What is being asked: Print each entry exactly, all the way through.
■ ■ ■
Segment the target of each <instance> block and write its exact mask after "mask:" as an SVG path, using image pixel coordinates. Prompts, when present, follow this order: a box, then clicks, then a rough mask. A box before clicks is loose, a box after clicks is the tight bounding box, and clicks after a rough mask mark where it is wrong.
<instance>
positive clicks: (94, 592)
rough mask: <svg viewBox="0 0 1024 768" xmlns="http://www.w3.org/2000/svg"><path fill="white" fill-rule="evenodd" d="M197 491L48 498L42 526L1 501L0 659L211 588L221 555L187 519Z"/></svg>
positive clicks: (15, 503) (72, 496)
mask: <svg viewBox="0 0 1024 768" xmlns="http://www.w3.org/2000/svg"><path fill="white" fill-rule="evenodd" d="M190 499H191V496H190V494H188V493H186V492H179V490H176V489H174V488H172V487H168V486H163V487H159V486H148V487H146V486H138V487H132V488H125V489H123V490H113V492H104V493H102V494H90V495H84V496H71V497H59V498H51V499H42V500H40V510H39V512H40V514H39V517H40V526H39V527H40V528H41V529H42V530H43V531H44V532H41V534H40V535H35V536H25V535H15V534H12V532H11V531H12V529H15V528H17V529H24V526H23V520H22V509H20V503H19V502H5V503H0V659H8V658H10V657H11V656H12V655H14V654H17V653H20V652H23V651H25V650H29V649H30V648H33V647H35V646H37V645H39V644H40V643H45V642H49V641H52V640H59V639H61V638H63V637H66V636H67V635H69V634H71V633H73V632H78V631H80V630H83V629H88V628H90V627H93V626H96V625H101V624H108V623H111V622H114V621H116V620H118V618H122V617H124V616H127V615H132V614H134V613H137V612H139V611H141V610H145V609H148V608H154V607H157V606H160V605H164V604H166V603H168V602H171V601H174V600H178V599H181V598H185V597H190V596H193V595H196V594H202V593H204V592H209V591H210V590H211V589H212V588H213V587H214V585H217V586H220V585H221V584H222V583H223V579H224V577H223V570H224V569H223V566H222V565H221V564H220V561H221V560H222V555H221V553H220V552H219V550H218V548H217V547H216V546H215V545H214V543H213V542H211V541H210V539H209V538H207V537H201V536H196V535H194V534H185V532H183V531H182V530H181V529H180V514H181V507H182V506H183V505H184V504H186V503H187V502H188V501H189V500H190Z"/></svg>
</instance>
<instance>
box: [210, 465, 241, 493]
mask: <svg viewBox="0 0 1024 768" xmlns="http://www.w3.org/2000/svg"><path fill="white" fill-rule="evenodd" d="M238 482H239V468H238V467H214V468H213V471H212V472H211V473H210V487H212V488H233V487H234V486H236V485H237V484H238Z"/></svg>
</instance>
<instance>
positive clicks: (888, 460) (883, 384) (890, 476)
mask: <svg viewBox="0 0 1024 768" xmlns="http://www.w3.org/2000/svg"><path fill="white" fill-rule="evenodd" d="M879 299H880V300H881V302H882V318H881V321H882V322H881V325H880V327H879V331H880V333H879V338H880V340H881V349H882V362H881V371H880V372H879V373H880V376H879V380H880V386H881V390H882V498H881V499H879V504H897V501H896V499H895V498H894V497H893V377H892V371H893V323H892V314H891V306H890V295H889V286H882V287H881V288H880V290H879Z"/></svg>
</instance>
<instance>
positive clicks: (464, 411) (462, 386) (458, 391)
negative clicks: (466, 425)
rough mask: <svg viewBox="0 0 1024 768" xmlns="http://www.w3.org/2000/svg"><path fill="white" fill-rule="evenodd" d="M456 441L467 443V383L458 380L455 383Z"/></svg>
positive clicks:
■ ■ ■
Response to the exercise:
Segment the target of each <instance> block and write its exact mask after "mask:" as an SVG path, using image pixel coordinates. Prompts, when present, follow this order: a box, then clicks, then a rough mask. A box before clicks is loose, a box after clicks is the tight bounding box, and clicks after a rough mask mark where it is wrong.
<instance>
positive clicks: (94, 592)
rough mask: <svg viewBox="0 0 1024 768" xmlns="http://www.w3.org/2000/svg"><path fill="white" fill-rule="evenodd" d="M197 491L48 498L42 526L1 501L0 659L211 588L221 555L187 519Z"/></svg>
positive clicks: (15, 503) (72, 496)
mask: <svg viewBox="0 0 1024 768" xmlns="http://www.w3.org/2000/svg"><path fill="white" fill-rule="evenodd" d="M190 499H191V496H190V494H188V493H186V492H179V490H176V489H174V488H172V487H168V486H163V487H159V486H148V487H146V486H138V487H132V488H125V489H123V490H113V492H104V493H102V494H90V495H84V496H71V497H59V498H51V499H42V500H40V510H39V512H40V514H39V517H40V526H39V527H40V528H41V529H42V530H43V531H44V532H41V534H40V535H35V536H25V535H15V534H12V532H11V531H12V529H15V528H17V529H24V526H23V520H22V509H20V503H19V502H5V503H0V659H8V658H10V657H11V656H12V655H14V654H17V653H20V652H23V651H25V650H29V649H30V648H33V647H35V646H37V645H39V644H40V643H45V642H49V641H52V640H59V639H61V638H63V637H66V636H67V635H69V634H71V633H73V632H78V631H80V630H83V629H88V628H90V627H93V626H96V625H101V624H108V623H111V622H114V621H116V620H118V618H122V617H124V616H127V615H132V614H134V613H137V612H139V611H141V610H145V609H148V608H154V607H157V606H160V605H164V604H166V603H168V602H171V601H174V600H178V599H181V598H185V597H190V596H193V595H196V594H202V593H204V592H209V591H210V590H211V589H212V588H213V587H214V585H217V586H220V585H221V584H222V583H223V579H224V577H223V570H224V569H223V566H222V565H221V564H220V561H221V560H222V555H221V553H220V552H219V550H218V548H217V547H216V546H215V545H214V543H213V542H211V541H210V539H209V538H207V537H201V536H196V535H194V534H185V532H183V531H182V530H181V529H180V514H181V507H182V506H183V505H184V504H186V503H187V502H188V501H189V500H190Z"/></svg>
</instance>
<instance>
box: [210, 465, 241, 493]
mask: <svg viewBox="0 0 1024 768" xmlns="http://www.w3.org/2000/svg"><path fill="white" fill-rule="evenodd" d="M238 482H239V468H238V467H214V468H213V471H212V472H211V473H210V487H212V488H233V487H234V486H236V485H237V484H238Z"/></svg>
</instance>
<instance>
positive clicks: (888, 460) (883, 384) (890, 476)
mask: <svg viewBox="0 0 1024 768" xmlns="http://www.w3.org/2000/svg"><path fill="white" fill-rule="evenodd" d="M879 299H880V300H881V302H882V318H881V321H882V322H881V325H880V327H879V331H880V333H879V338H880V340H881V349H882V362H881V371H880V372H879V373H880V376H879V380H880V386H881V390H882V498H881V499H879V504H897V501H896V499H895V498H894V497H893V377H892V371H893V323H892V314H891V306H890V295H889V286H882V287H881V288H880V290H879Z"/></svg>
</instance>
<instance>
positive clicks: (464, 411) (462, 386) (458, 391)
negative clicks: (466, 425)
rough mask: <svg viewBox="0 0 1024 768" xmlns="http://www.w3.org/2000/svg"><path fill="white" fill-rule="evenodd" d="M456 441L467 443V383L458 380L455 383Z"/></svg>
positive clicks:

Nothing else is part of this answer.